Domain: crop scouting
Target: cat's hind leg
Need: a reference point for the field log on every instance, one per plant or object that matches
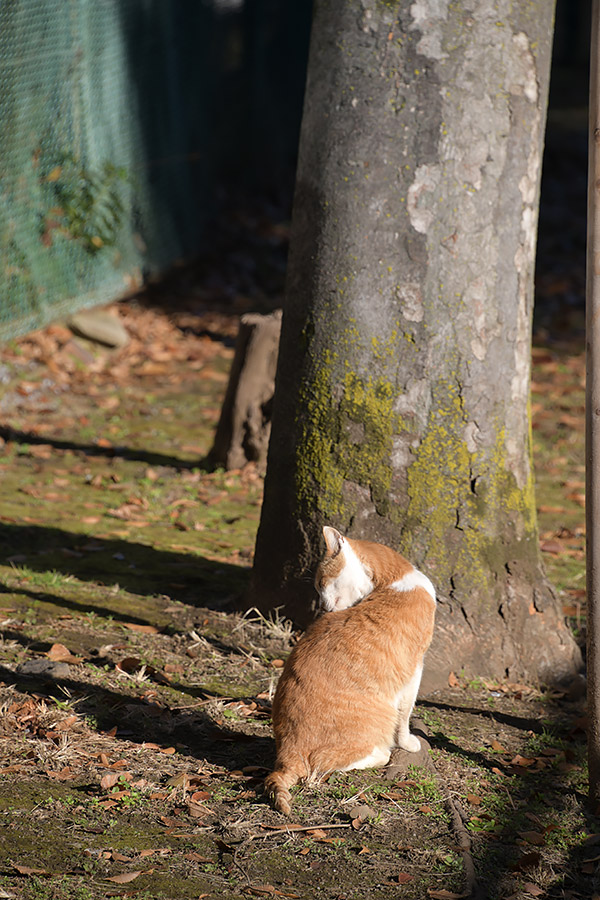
(405, 701)
(277, 786)
(379, 756)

» Assignment:
The records above should be retyped in full and exactly; omit the pictures.

» The completed task:
Domain: crop scouting
Target: cat's hind leg
Need: a reference point for the field log on every instance, one per plant or object that matches
(405, 701)
(277, 786)
(379, 756)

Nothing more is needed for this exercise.